### 作成するもの
以下のエントリをすべて書き写し、「wet rock」を「wet stone」に置き換えること。それ以外は一字も変えないこと。

### エントリ抜粋
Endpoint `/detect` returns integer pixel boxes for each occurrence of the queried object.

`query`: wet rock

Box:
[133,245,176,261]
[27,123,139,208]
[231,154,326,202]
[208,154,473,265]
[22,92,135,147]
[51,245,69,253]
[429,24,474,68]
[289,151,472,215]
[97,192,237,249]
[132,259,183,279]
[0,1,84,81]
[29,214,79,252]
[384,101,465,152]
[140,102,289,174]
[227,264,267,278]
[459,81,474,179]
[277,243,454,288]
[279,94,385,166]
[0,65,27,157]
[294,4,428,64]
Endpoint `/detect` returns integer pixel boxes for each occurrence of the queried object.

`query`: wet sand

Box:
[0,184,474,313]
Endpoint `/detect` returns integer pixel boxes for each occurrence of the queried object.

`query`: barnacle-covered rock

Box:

### 作業結果
Endpoint `/detect` returns integer pixel boxes for each occurrence of the queried object.

`query`: wet stone

Box:
[133,245,176,261]
[27,123,139,208]
[231,154,326,202]
[208,154,473,265]
[22,92,135,147]
[51,245,69,253]
[429,24,474,68]
[289,151,472,215]
[97,192,237,249]
[132,259,183,279]
[0,1,84,81]
[29,214,79,252]
[384,101,465,152]
[140,102,289,174]
[227,264,267,278]
[459,81,474,179]
[277,243,454,288]
[279,94,385,166]
[0,65,27,157]
[294,4,428,64]
Endpoint `/detect` returns integer pixel boxes for each occurrence of the queried object.

`query`: wet sand

Box:
[0,184,474,313]
Endpoint `/detect` returns integer pixel boxes for each occurrence of the queried object.

`query`: barnacle-covered rock

Box:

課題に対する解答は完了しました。